YOUR GOAL: Write what comes next in the blog post about the host family and French word notes, starting right after its last sentence.

PROVIDED PASSAGE:
━━━━━━
It was pretty amazing, though.  And by that, I mean that I am.  *grin*




This is the family I stayed with; aren't they adorable?  Dominique and Bénédicte are the parents and Juliette and Luka are the kids.  They were the nicest people.  They let me take a hot bath one morning and a hot shower the next and they fed me lots of sugar, promising not to tell anyone. ^-^  And their house is darling, their kids are tame, their garden is amazingly productive, and Dominique loves to cook.  Could it get any better than that? 

***Pause for contemplation of my blessings***  These people like me.  They invited me to stay longer at their house and kept talking about when I will come back to visit.  Bruno and his people like me, too, and he's been threatening not to let me leave.  How is it that I have been blessed with many homes?  I wish I could be in all of them (including the first and most important one in Dayville) at once.  It feels like my heart is stretching to span the ocean.
***Thank you***

Saturday, June 22, 2013

Notes

When the French use the American word "cowgirl", they mean a female escort.  "Cowboy" just means a cowboy.  Boring, huh?

"Mangeoire", the French word for feeding trough, is because of "manger", "to eat".  And that's why baby Jesus slept in a manger!  (Revelation!)

The word for a light bulb is "ampoule", which also means blister or pimple.  This is much less picturesque than the German "glühbirne", or "glowing pear".
━━━━━━
DATASET ROWS:
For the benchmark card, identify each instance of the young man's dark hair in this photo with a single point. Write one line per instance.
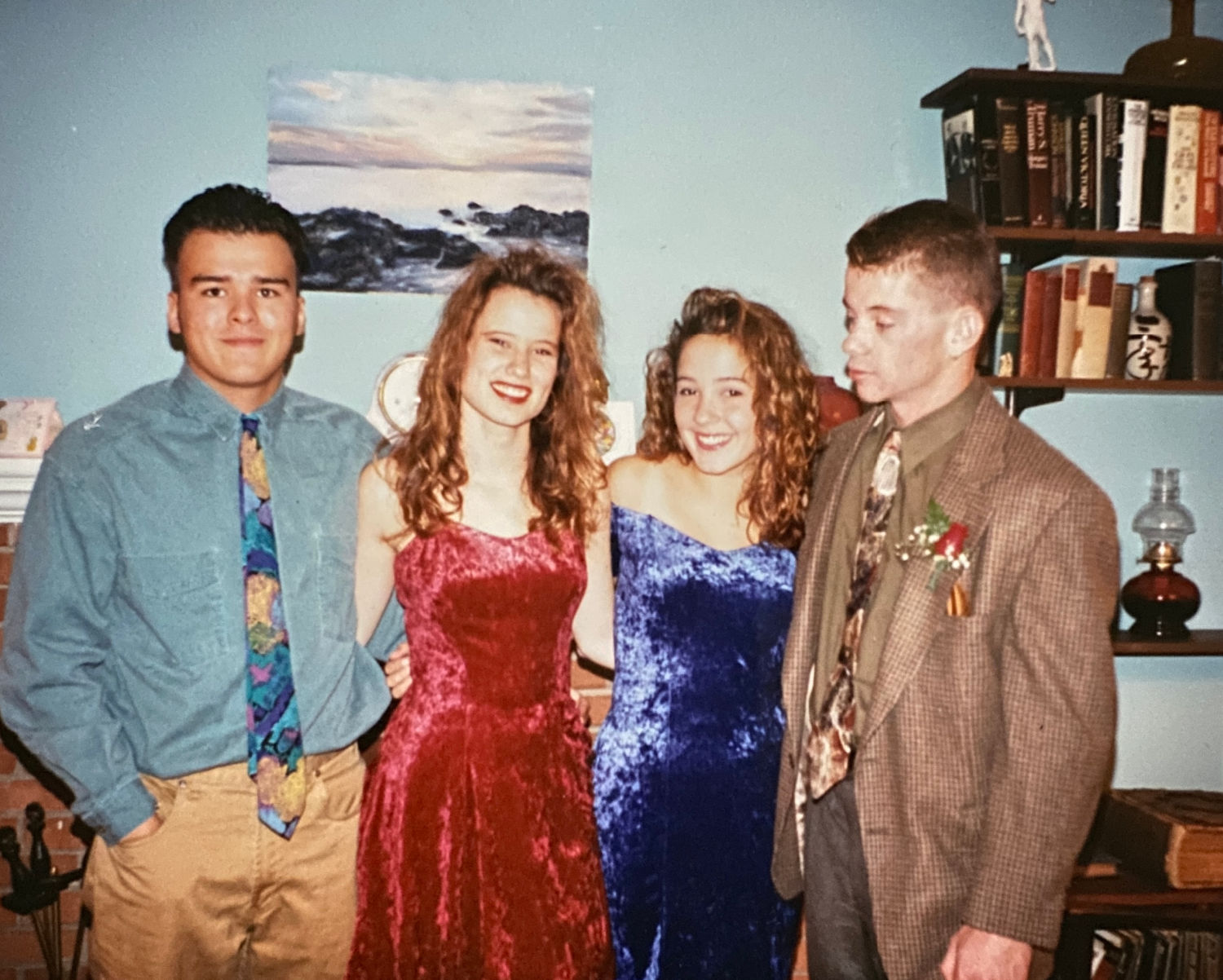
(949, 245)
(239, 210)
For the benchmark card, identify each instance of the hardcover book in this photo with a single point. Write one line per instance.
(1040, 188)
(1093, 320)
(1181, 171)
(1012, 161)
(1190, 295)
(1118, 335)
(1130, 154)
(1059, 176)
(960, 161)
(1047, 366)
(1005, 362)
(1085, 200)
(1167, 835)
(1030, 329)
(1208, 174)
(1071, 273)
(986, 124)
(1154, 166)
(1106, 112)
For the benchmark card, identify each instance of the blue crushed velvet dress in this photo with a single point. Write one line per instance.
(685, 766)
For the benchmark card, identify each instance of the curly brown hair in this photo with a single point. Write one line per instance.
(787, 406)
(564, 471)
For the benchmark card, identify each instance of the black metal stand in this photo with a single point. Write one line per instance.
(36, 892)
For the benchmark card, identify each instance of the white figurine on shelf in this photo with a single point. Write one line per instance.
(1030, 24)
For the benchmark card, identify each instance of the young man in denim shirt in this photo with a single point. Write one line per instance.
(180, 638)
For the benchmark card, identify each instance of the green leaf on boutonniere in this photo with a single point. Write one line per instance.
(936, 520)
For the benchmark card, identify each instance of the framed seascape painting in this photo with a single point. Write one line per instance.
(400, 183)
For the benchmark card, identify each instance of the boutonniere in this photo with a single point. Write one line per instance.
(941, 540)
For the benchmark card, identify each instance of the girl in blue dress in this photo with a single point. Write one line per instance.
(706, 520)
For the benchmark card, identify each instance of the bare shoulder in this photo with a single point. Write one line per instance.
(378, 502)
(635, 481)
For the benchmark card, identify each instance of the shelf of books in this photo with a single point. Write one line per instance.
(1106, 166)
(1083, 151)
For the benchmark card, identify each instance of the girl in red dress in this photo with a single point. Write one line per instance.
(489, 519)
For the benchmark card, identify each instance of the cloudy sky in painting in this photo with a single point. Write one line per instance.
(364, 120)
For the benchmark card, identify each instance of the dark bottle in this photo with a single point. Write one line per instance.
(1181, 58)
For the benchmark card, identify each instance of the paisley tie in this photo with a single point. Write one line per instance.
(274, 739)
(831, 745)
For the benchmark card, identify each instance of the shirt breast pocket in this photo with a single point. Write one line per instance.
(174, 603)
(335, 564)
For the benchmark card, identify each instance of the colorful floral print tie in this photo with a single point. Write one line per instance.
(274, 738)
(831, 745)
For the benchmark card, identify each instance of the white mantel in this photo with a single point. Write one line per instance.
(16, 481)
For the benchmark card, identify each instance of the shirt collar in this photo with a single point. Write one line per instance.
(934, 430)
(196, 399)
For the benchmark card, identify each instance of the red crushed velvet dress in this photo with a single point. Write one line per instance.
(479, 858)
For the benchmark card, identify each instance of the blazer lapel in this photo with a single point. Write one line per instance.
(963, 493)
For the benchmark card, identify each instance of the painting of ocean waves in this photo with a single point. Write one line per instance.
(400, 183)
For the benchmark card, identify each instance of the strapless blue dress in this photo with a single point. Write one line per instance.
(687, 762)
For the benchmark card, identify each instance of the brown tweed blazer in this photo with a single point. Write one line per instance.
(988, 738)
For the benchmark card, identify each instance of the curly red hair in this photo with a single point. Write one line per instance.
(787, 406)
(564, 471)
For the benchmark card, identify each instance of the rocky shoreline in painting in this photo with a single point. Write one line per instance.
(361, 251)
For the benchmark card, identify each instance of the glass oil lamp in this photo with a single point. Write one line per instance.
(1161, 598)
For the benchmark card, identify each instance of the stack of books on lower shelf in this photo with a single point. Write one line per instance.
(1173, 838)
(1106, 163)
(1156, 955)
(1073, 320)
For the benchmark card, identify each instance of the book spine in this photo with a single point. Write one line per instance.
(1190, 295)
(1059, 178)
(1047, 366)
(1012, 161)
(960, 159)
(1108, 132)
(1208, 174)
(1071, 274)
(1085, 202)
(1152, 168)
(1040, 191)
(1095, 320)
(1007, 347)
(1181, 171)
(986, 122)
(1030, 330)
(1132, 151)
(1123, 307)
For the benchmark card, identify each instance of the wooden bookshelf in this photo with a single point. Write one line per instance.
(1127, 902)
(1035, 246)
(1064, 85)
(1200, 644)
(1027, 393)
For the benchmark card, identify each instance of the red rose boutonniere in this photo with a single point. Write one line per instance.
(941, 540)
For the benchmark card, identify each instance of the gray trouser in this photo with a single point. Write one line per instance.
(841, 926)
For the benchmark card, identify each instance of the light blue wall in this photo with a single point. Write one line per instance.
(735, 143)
━━━━━━
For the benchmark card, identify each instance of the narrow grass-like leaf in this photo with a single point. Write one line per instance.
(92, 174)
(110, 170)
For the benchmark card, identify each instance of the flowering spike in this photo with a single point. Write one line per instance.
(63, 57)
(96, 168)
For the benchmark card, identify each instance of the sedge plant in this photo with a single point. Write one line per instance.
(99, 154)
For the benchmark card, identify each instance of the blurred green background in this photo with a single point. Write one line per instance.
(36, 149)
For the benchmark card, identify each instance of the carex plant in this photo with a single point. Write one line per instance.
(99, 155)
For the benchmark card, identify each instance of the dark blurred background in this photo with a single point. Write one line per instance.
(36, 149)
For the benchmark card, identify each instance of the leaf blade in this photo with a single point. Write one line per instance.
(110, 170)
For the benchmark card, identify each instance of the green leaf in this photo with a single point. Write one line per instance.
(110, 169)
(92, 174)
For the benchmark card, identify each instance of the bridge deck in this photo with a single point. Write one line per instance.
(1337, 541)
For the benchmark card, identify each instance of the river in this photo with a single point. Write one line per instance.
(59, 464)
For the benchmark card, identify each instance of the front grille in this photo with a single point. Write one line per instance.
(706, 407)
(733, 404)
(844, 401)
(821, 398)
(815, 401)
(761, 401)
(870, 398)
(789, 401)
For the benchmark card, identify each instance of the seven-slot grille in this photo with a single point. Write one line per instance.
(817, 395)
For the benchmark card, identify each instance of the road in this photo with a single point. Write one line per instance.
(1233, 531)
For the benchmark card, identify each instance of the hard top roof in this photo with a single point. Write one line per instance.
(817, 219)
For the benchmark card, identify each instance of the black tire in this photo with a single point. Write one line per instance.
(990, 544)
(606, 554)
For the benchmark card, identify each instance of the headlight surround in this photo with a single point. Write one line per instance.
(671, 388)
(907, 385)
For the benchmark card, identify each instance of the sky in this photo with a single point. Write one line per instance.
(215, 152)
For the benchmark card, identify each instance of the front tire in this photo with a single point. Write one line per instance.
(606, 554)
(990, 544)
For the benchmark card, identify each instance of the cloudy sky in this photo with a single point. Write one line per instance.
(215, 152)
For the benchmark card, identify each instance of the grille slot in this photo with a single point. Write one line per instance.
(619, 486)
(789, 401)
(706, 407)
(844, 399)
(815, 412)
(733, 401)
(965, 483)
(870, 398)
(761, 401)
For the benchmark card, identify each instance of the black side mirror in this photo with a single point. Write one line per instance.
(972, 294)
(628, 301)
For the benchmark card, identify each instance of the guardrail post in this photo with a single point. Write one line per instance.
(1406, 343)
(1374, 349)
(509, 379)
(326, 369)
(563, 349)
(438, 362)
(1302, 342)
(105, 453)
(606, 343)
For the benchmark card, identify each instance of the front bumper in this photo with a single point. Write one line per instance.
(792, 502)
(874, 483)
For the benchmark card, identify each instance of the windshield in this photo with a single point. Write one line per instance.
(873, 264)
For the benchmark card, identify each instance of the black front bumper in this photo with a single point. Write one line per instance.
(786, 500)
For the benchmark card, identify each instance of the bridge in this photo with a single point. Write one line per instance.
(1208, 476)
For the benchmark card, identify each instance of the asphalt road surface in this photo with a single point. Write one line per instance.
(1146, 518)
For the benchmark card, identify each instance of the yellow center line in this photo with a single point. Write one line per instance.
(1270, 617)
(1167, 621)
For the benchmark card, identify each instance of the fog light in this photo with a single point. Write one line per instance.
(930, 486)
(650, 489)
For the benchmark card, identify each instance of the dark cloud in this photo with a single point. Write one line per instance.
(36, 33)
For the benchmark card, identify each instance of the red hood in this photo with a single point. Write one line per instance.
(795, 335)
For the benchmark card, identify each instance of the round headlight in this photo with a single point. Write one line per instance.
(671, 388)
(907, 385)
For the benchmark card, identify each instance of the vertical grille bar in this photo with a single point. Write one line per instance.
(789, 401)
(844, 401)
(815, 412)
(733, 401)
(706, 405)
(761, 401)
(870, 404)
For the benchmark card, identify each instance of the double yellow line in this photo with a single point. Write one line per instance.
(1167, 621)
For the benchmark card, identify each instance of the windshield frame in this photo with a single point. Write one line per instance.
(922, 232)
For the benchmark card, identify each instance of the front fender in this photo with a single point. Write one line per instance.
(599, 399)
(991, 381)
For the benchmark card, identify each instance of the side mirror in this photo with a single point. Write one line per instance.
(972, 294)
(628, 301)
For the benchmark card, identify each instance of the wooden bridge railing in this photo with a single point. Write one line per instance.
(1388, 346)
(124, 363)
━━━━━━
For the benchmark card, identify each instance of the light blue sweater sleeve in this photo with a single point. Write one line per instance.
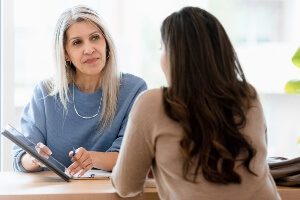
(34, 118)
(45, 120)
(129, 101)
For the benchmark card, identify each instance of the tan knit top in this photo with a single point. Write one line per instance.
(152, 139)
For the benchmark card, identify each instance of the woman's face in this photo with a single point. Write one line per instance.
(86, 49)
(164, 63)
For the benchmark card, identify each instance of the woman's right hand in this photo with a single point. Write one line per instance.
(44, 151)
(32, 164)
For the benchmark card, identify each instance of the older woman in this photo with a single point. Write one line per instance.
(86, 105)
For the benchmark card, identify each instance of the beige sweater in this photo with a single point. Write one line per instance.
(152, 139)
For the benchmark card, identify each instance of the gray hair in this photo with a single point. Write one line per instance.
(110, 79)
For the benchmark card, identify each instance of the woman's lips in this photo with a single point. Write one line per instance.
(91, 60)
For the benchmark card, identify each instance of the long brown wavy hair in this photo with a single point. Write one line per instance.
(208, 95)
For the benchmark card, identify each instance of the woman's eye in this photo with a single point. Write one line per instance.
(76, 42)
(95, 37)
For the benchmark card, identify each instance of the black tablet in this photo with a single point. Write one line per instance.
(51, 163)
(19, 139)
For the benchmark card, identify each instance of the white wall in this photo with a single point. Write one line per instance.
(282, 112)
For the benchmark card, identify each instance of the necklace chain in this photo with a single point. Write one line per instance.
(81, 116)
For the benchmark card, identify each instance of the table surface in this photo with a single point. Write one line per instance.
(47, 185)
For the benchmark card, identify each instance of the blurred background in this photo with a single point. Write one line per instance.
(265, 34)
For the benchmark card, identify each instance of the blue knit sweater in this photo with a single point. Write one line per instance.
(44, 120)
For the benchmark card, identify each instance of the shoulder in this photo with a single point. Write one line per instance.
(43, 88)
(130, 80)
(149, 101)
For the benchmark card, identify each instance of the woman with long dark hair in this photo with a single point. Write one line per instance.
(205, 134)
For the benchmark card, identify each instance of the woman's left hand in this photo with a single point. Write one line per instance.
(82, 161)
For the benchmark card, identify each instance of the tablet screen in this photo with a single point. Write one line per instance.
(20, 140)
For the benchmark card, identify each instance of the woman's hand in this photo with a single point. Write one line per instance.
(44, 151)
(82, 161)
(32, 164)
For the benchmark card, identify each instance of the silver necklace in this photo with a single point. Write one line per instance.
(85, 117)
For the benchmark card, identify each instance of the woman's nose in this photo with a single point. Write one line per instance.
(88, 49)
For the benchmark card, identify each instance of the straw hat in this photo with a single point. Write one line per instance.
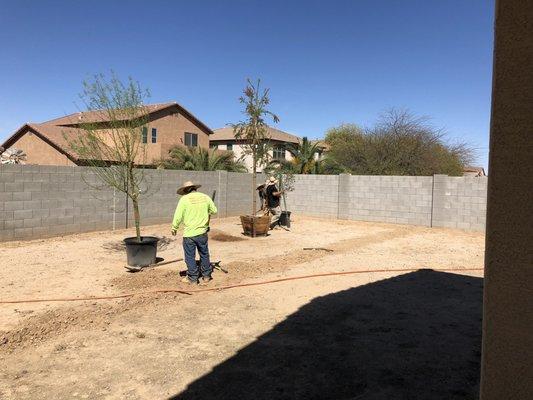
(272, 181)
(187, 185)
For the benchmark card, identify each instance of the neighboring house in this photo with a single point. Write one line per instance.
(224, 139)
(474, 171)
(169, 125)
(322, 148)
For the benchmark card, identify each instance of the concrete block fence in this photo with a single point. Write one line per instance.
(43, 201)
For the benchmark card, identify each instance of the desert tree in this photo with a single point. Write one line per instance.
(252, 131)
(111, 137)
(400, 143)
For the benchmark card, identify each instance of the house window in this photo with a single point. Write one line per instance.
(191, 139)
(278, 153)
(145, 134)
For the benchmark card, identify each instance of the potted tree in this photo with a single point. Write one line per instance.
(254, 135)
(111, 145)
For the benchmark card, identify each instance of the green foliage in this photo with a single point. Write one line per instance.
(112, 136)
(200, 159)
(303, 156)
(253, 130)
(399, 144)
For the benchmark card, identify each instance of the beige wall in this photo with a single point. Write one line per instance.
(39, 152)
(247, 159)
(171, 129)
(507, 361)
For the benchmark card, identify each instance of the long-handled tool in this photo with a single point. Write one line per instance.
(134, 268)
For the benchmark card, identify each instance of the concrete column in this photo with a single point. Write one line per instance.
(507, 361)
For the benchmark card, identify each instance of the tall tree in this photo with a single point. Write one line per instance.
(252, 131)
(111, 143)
━━━━━━
EXERCISE ANSWER:
Random Language Thoughts


I've been speaking only French every day.  I don't know why it has been so easy to make myself do that here.  Different than on my mission or in Paris, when I would take off in English every time I had the chance, talking a mile a minute with the sheer joy of being able to say everything that came to my mind.  Maybe I just don't have the opportunity; other than Kate, I don't run into native English speakers much.  Maybe I just don't have much I want to communicate right now.  Maybe my feelings are simple and uncomplicated, or maybe they are so complicated that even English wouldn't suffice.  Maybe French is easy because of all the overlap with English.  I really couldn't tell you.  I just know that I still feel like myself. 

.........

Going to church last weekend was a bit of a culture shock because of all the English being spoken.  And French with different accents.  I remembered how much I really don't like American accents.  Happily, the next day, a visitor to the community asked me if I was German, because of my accent.  Somehow I've dodged the American accent bullet (except in English, which I don't mind).  Maybe I've inherited more from my grandmother than my figure.

.........

I don't love French.  It's just a way to say things.  It's got some cool sounds, some frustrating vowels.  I can't really explain my desire to learn more and more of it.  I just...want to.  I've started a little vocab notebook.  I'm at the stage of picking out words I don't understand from other people's conversations and asking about them later.  And it gives me such great satisfaction to recall words I know I know.  I like the feeling of gaining mastery and speaking ever more fluently.  I have an urge to perfect my French somehow, though that would take years, and I don't know if I will ever sound French like I was able to sound German.  And what the heck will I do with French?  Not a clue.
I just...want it.



I've Been Sewing Like Crazy

So far I've made:
1 shirt for Sebastien,
1 shirt for Kate,
2 pairs of pants (for Sebastien and Bruno),
1 tank for Bruno,
and 1 dress for Irene.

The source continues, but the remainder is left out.